- **WHAT YOU ARE ASKED TO DO**: Exact copies of the records below are needed, free of pictures.

- **Dataset entries**:
——

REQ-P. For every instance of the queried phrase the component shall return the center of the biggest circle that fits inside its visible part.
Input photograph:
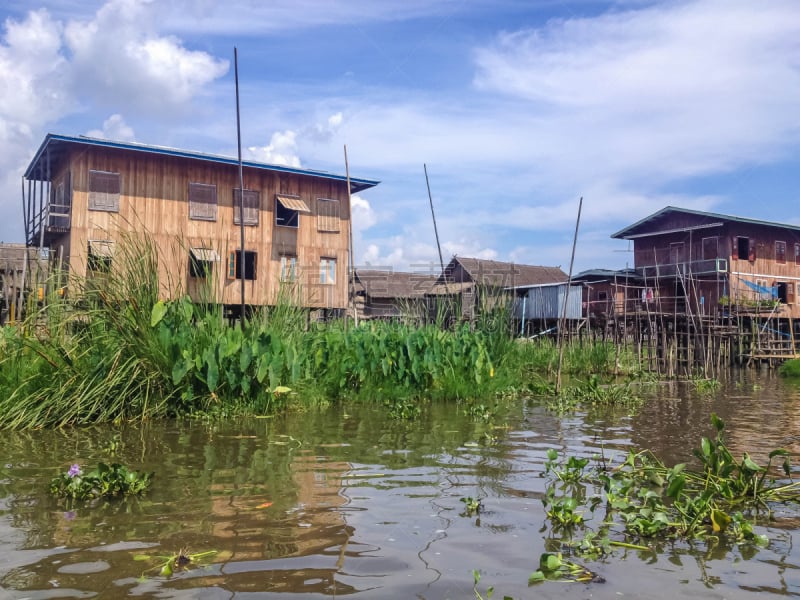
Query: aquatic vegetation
(704, 385)
(106, 481)
(476, 579)
(170, 564)
(593, 392)
(472, 506)
(645, 500)
(554, 567)
(790, 368)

——

- **SOLUTION TO THIS TASK**:
REQ-P. For every instance of the queried phrase the component shall return the center of the biggest circle that fits inside its visible part.
Input photograph:
Query: aquatic vegetation
(704, 385)
(106, 481)
(476, 579)
(170, 564)
(593, 392)
(472, 506)
(645, 500)
(554, 567)
(790, 368)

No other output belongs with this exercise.